-- Record list --
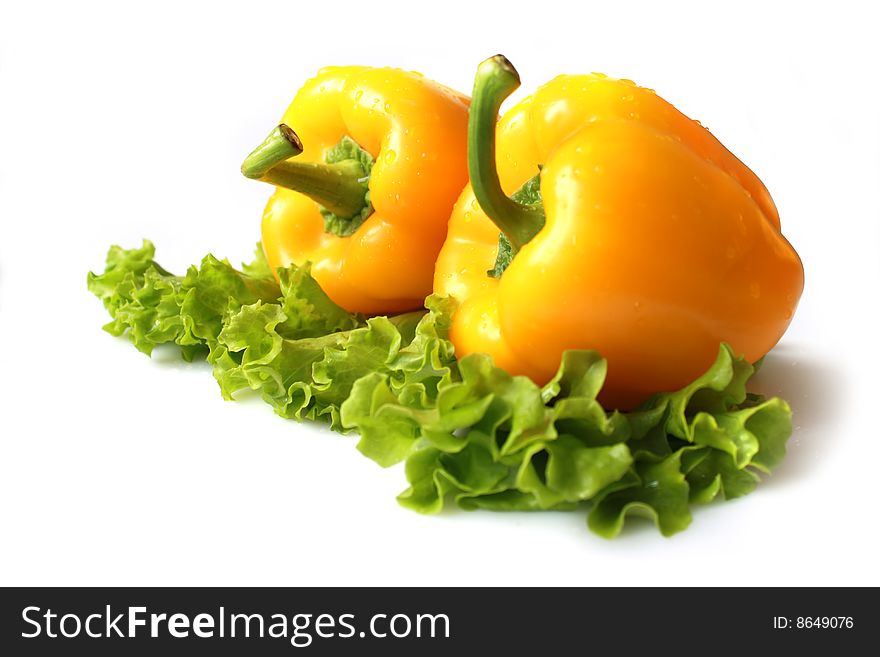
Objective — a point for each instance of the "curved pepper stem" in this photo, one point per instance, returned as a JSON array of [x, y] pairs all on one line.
[[339, 187], [495, 80]]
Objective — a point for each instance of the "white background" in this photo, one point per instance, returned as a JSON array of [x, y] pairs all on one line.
[[121, 121]]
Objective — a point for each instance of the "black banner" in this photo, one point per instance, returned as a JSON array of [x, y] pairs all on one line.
[[338, 621]]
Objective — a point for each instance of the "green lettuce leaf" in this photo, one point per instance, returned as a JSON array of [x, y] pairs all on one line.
[[470, 434]]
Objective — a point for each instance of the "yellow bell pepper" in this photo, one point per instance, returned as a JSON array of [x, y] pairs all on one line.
[[658, 245], [380, 157]]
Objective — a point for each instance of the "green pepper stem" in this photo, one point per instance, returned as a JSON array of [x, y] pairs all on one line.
[[337, 187], [495, 80]]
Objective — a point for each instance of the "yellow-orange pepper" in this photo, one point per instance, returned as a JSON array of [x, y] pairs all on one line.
[[380, 157], [659, 243]]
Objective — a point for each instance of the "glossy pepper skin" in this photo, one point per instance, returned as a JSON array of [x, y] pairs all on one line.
[[416, 131], [659, 244]]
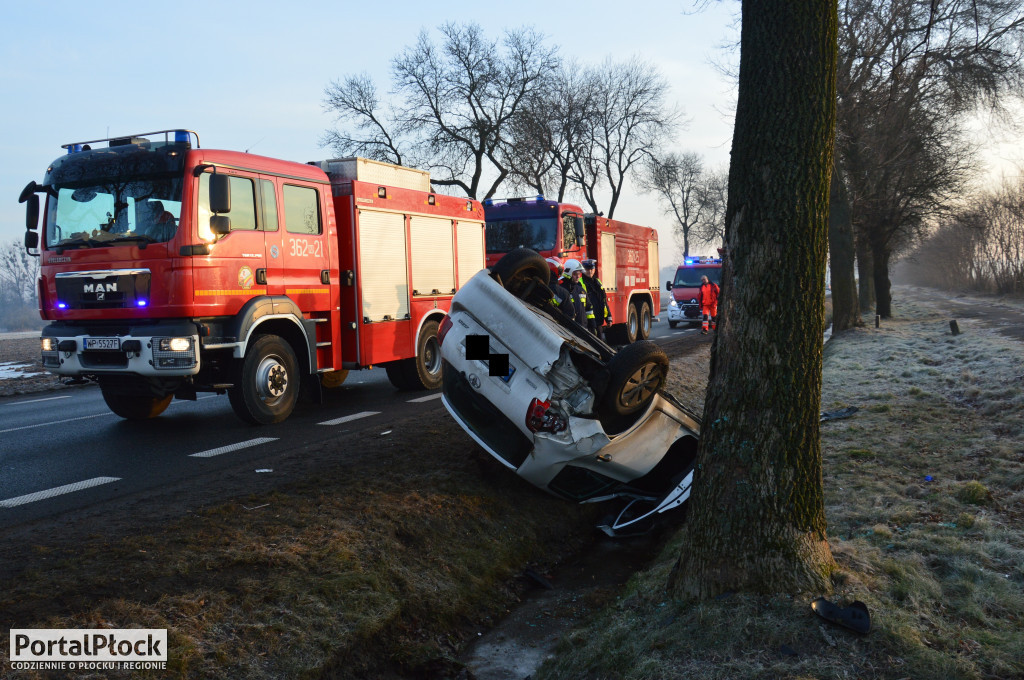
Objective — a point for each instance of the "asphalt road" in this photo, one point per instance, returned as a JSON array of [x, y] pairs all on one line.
[[66, 451]]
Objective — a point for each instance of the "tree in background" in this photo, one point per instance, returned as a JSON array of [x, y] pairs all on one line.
[[632, 122], [909, 73], [691, 195], [757, 515], [459, 100], [18, 272]]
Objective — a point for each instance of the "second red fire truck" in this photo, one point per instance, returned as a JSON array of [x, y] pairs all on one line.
[[627, 254], [169, 269]]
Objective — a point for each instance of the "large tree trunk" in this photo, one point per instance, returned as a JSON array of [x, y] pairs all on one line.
[[757, 517], [846, 307], [865, 273], [883, 296]]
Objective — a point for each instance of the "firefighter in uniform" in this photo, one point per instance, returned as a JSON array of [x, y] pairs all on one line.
[[708, 299], [599, 299], [576, 305]]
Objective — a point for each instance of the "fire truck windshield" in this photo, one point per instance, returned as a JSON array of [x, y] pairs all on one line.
[[538, 234], [690, 277], [113, 197]]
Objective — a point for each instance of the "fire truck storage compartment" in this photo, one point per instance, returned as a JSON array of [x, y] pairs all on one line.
[[469, 237], [383, 266], [433, 255]]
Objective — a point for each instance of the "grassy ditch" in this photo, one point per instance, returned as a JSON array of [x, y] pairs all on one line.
[[366, 569], [925, 500]]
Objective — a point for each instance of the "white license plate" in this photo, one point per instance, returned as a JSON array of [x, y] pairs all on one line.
[[102, 343]]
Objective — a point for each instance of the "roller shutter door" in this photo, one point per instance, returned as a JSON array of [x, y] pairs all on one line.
[[433, 256], [470, 250], [606, 266], [383, 266]]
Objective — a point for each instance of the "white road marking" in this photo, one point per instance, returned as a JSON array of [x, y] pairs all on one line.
[[56, 491], [48, 398], [425, 398], [232, 447], [98, 415], [345, 419], [55, 422]]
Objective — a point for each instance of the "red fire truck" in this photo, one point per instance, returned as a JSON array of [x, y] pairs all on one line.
[[169, 269], [683, 307], [626, 254]]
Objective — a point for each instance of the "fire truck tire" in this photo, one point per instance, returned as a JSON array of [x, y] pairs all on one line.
[[636, 373], [424, 370], [523, 273], [266, 382], [632, 324], [135, 407], [645, 321]]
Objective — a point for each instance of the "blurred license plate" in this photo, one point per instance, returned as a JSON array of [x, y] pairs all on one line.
[[102, 343]]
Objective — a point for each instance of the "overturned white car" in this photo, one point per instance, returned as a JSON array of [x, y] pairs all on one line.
[[559, 407]]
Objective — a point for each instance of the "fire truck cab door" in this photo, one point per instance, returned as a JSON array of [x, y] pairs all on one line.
[[298, 251], [230, 274]]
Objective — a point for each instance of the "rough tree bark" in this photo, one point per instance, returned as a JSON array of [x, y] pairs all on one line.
[[757, 517], [846, 307]]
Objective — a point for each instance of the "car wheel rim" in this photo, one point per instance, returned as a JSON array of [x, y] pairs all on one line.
[[640, 385], [271, 379]]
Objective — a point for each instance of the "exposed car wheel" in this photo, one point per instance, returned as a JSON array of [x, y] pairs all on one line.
[[523, 273], [266, 386], [645, 321], [632, 324], [424, 370], [134, 407], [636, 373]]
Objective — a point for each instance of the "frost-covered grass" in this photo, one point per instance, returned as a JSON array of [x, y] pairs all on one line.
[[925, 501]]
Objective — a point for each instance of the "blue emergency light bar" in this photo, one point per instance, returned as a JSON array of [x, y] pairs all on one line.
[[537, 199], [180, 136]]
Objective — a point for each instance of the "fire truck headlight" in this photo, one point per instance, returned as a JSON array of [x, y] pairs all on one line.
[[175, 344]]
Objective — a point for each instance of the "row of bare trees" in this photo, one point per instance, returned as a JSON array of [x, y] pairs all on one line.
[[910, 72], [18, 272], [980, 248], [483, 114]]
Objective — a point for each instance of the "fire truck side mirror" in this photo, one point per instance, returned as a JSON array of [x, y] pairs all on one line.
[[220, 194], [32, 214]]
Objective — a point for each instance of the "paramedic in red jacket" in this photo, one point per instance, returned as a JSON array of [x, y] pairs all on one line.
[[708, 299]]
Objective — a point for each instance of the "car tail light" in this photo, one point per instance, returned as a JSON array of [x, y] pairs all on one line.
[[444, 328], [541, 419]]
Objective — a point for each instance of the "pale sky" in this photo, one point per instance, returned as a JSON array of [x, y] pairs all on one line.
[[251, 75]]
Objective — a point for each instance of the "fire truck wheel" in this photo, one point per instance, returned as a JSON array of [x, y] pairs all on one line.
[[422, 371], [266, 384], [523, 273], [637, 372], [645, 321], [632, 324], [134, 407]]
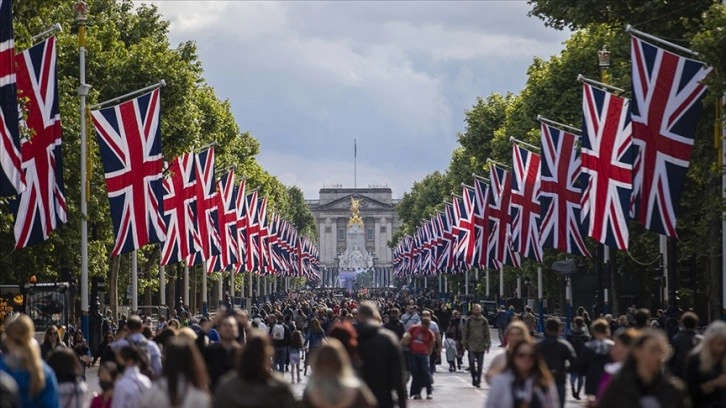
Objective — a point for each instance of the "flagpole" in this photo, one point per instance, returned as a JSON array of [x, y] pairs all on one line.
[[80, 9]]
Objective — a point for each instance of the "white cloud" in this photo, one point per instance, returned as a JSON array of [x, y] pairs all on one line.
[[308, 77]]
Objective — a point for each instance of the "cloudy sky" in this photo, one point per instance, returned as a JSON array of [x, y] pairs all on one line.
[[307, 78]]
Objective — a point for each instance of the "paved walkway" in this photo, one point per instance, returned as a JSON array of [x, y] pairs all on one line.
[[450, 389]]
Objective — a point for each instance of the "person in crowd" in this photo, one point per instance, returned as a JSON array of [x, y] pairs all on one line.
[[705, 368], [411, 317], [526, 382], [683, 343], [450, 347], [422, 344], [137, 339], [394, 323], [530, 320], [558, 354], [296, 348], [219, 358], [435, 357], [456, 332], [313, 339], [619, 352], [382, 362], [641, 382], [36, 382], [333, 383], [577, 339], [500, 322], [476, 340], [346, 334], [51, 341], [595, 354], [184, 382], [104, 351], [133, 382], [71, 386], [107, 374], [253, 384], [516, 332]]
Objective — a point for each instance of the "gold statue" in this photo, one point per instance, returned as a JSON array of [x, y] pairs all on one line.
[[355, 213]]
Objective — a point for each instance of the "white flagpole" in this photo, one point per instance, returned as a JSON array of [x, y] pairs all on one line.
[[134, 282], [80, 8], [162, 285]]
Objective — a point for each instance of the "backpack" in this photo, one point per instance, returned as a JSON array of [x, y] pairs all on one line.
[[278, 332]]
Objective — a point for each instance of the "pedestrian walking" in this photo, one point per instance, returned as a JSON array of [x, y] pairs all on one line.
[[526, 381], [705, 368], [36, 382], [184, 382], [558, 355], [642, 381], [422, 344], [253, 383], [333, 383], [476, 340]]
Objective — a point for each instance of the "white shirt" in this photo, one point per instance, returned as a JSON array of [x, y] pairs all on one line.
[[128, 390]]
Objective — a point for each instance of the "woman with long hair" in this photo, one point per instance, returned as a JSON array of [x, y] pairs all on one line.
[[184, 382], [254, 384], [526, 382], [314, 338], [133, 382], [641, 381], [705, 371], [333, 383], [51, 341], [36, 381], [516, 332], [71, 386], [107, 374]]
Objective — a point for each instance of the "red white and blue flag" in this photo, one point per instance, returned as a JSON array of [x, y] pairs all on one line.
[[561, 226], [667, 95], [12, 180], [179, 204], [41, 208], [607, 166], [129, 137], [206, 242], [227, 224], [501, 251], [524, 208]]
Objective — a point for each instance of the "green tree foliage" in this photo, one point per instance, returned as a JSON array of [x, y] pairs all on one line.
[[127, 49]]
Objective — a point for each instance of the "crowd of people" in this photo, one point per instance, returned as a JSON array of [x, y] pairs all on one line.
[[373, 349]]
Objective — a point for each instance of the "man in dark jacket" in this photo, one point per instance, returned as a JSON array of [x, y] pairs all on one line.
[[595, 355], [558, 354], [380, 353], [394, 323], [683, 342]]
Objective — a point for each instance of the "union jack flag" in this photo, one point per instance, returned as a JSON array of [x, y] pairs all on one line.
[[179, 201], [12, 180], [561, 226], [206, 242], [253, 232], [524, 207], [481, 222], [501, 251], [667, 94], [607, 166], [129, 137], [227, 223], [241, 206], [41, 208]]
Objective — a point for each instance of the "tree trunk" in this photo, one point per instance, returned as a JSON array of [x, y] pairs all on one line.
[[113, 286]]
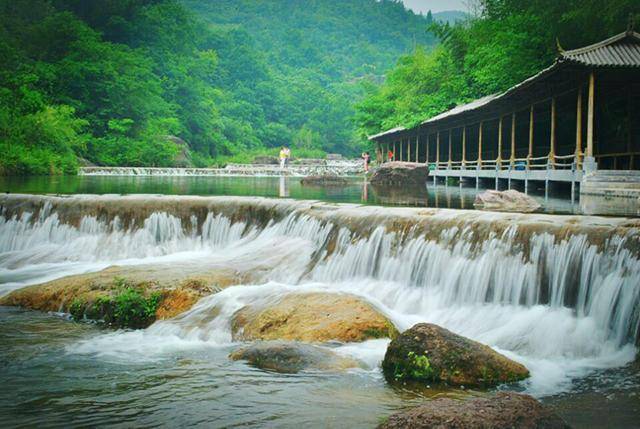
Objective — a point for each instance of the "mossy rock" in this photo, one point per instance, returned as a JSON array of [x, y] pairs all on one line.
[[500, 410], [432, 354]]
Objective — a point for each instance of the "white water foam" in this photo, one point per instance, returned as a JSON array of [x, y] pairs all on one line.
[[563, 308]]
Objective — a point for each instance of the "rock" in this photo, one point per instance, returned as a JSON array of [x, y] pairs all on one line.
[[311, 317], [163, 292], [400, 173], [265, 160], [292, 357], [510, 200], [430, 353], [324, 180], [502, 410]]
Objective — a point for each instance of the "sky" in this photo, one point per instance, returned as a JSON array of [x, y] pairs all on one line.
[[434, 5]]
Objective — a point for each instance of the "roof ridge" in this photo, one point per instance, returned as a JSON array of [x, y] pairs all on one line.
[[603, 43]]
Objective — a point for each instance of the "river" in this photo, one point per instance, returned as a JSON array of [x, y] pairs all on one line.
[[557, 293]]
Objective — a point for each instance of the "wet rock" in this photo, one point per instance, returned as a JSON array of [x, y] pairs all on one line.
[[311, 317], [292, 357], [502, 410], [122, 296], [510, 200], [324, 180], [429, 353], [183, 157], [400, 173]]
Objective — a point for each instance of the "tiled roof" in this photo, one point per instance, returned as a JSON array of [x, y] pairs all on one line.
[[622, 50]]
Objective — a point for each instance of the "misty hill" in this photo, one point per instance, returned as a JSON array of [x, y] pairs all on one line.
[[450, 16]]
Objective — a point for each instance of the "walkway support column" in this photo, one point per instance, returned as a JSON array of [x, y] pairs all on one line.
[[499, 157], [450, 160], [427, 154], [530, 153], [438, 150], [589, 161], [578, 153], [512, 158], [480, 146]]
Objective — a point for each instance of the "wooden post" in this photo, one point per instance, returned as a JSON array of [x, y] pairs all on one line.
[[551, 159], [438, 150], [427, 154], [629, 129], [512, 158], [480, 146], [499, 157], [530, 154], [464, 146], [450, 149], [579, 129], [590, 115]]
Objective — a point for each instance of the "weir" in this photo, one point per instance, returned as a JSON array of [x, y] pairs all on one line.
[[554, 127], [512, 280], [301, 169]]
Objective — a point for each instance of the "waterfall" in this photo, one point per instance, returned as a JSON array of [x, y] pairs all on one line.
[[338, 167], [544, 289]]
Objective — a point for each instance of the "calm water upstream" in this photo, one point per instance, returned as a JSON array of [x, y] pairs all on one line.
[[357, 191], [558, 293]]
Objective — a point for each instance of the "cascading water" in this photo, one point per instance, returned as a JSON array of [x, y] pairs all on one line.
[[559, 294]]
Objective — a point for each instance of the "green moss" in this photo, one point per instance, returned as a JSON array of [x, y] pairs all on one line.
[[76, 309], [415, 367]]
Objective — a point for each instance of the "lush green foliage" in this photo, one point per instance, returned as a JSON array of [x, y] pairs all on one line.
[[506, 43], [128, 307], [119, 82]]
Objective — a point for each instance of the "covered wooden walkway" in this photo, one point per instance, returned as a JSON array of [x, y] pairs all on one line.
[[571, 119]]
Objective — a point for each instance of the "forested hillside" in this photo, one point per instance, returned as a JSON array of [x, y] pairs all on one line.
[[131, 82], [509, 41]]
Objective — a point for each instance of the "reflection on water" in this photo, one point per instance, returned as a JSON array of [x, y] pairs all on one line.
[[358, 190]]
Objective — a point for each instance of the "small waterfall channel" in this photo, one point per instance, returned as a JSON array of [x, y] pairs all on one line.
[[560, 294]]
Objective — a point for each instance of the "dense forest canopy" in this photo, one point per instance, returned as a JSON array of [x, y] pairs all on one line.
[[194, 82], [155, 82], [506, 42]]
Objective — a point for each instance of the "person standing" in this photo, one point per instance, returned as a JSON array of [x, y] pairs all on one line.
[[366, 157], [282, 156]]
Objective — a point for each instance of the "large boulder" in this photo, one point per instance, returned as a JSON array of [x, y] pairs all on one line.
[[124, 296], [266, 159], [311, 317], [502, 410], [400, 173], [292, 357], [183, 157], [511, 200], [429, 353]]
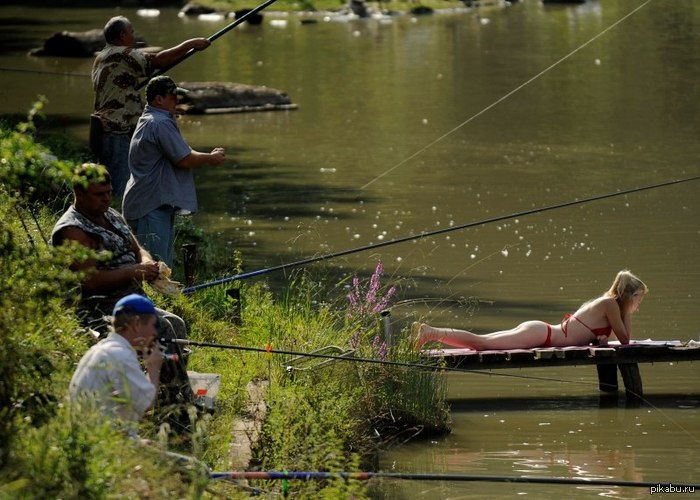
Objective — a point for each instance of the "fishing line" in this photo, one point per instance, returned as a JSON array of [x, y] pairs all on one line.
[[498, 101], [426, 234], [363, 476]]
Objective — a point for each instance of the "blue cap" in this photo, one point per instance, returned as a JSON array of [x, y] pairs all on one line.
[[134, 304]]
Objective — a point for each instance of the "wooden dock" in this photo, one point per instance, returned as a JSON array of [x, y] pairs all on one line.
[[608, 359]]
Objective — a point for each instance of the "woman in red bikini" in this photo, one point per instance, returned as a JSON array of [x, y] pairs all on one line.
[[592, 323]]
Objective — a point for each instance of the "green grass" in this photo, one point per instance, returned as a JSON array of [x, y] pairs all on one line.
[[330, 418]]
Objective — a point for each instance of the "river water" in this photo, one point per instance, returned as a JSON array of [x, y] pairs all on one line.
[[408, 125]]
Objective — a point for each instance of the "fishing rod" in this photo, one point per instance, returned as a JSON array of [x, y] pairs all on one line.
[[269, 350], [415, 476], [213, 37], [426, 234]]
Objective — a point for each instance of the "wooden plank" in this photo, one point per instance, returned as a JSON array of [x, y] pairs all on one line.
[[642, 352]]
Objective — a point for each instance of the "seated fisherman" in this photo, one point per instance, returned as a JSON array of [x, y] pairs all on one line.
[[109, 376], [91, 222]]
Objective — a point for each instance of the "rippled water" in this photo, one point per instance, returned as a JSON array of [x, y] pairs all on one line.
[[408, 125]]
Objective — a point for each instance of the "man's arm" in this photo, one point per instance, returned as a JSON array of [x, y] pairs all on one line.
[[172, 55], [198, 159]]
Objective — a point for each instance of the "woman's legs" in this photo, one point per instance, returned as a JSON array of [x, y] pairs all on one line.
[[524, 336]]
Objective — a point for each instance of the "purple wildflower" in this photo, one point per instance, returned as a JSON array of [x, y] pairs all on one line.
[[355, 339]]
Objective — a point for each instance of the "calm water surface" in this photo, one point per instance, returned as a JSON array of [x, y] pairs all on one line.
[[410, 124]]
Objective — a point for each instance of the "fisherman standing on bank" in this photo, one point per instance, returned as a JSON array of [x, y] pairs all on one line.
[[116, 73]]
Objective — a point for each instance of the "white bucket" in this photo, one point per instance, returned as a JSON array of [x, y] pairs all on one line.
[[205, 387]]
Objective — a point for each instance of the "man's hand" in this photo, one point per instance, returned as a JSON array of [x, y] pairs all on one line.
[[146, 271]]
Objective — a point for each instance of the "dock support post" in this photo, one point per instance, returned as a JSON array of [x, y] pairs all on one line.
[[607, 379], [632, 379]]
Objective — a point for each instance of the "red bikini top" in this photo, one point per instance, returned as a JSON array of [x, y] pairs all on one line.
[[598, 332]]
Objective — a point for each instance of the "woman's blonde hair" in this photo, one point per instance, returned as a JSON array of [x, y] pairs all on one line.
[[625, 286]]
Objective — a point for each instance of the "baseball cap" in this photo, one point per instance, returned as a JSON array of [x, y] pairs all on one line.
[[134, 304], [162, 85]]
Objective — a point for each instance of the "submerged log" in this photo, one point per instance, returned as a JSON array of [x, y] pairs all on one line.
[[229, 97], [72, 44], [75, 44]]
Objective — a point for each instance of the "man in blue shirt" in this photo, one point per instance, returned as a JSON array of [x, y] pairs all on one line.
[[161, 184]]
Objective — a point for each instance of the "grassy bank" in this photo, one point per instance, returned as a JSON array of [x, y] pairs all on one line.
[[334, 418]]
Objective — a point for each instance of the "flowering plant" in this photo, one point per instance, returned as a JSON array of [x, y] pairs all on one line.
[[364, 308]]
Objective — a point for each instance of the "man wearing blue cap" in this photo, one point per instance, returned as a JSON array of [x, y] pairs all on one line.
[[110, 376], [92, 223]]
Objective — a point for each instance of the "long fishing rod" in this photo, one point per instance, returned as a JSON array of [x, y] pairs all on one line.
[[426, 234], [364, 476], [213, 37], [269, 350]]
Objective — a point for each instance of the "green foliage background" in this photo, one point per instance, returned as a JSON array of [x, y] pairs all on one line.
[[334, 418]]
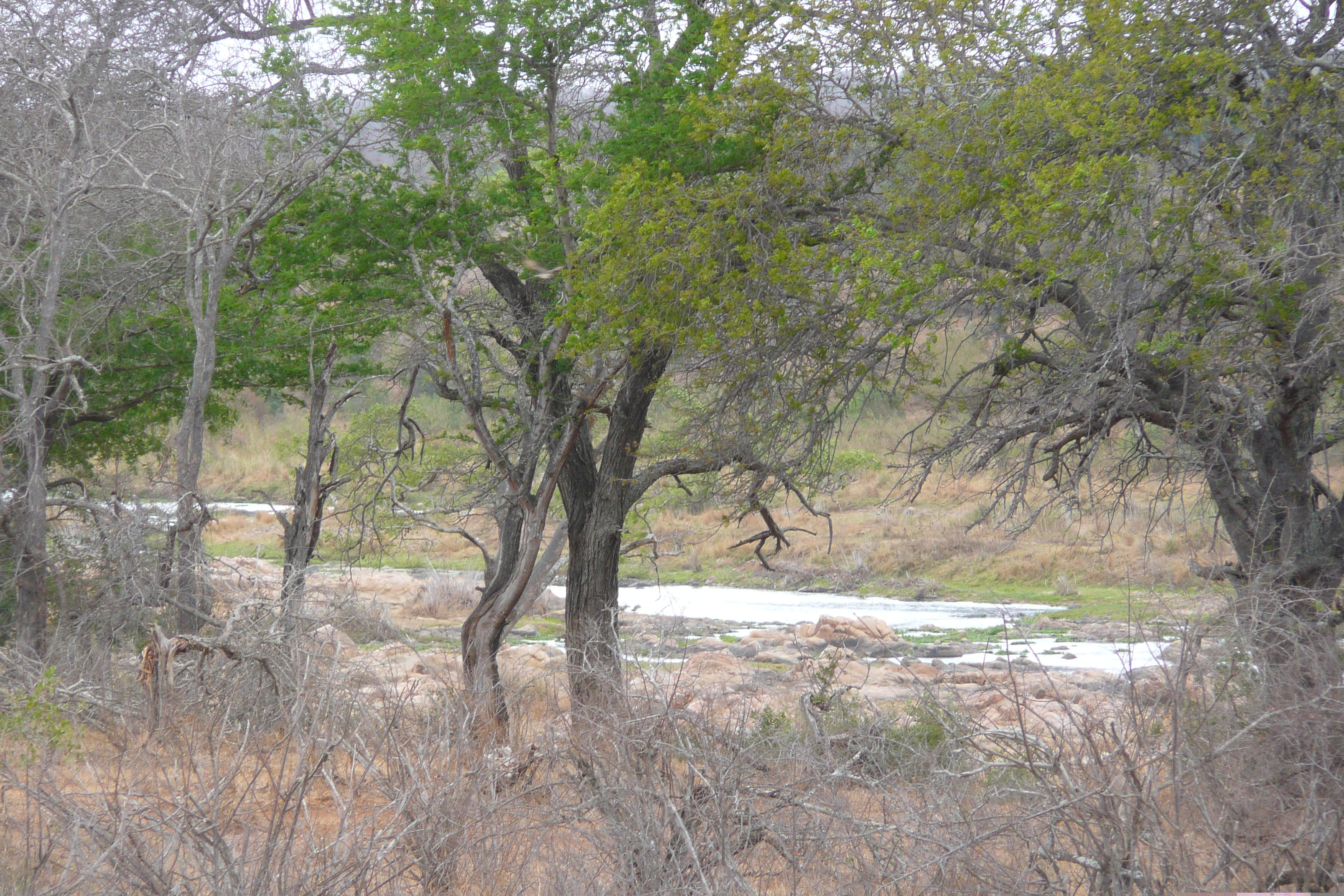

-- Set problem --
Reproduce the records word for word, from the start through the line containing "[[627, 254], [169, 269]]", and leave the pictures out.

-- Result for this task --
Objective — a point for each instance of the "curved pepper stem" in this photo, one point per instance, returned as a JSON array of [x, y] pairs all on one line.
[[339, 187], [495, 80]]
Objective — a point for each instance of the "white background" in this photo, one point per instance, returned as a JSON array of [x, y] pairs all on one line.
[[121, 121]]
Objective — a point for each instance of the "black banner" in this photo, one point per instance, returned as a JSON array of [x, y] pairs all on one line.
[[338, 621]]
Objective — a point for each instance of the "green lettuce leaf" in this photo, one point per instance, returned as a JSON array of [x, y] pairs all on one line.
[[470, 434]]
Objective — a point for each instance of the "yellow bell pepper" in this photo, one point per instance, returned as a JSON array of [x, y] pairs all on one line.
[[658, 245], [380, 157]]
Objective — a point for each instance of the "green pepper stem" in this photo, one point per instance, returned as a JSON array of [x, y] pairs all on one line.
[[337, 187], [495, 80]]
Objective — a point for each instance of the "yellow-orange pepper" in this photo, one point per instance, returned as a JSON array of [x, y] pairs all on one line.
[[380, 157], [659, 243]]
Objective — a point for each instance of the "glossy pepper skin" in this photo, one point per instance, returned as a JSON array of [x, y] pairs all on one line.
[[416, 131], [659, 244]]
Objective — a point for each instance of the "asphalt road" in this photo, one point per instance, returned as a JSON array of [x, y] pairs all on one line.
[[66, 451]]
Objective — a point for each instance of the "tree in background" in this photo, one point per instance, returned as a JSON array of [x, y] pairs all on one line.
[[632, 122], [909, 73], [691, 195], [757, 515], [459, 100], [18, 272]]
Objective — a point for each instance of the "second red fire truck" in this photo, one point per instance, returned as a JSON array of [x, y] pairs all on one line.
[[627, 254], [169, 269]]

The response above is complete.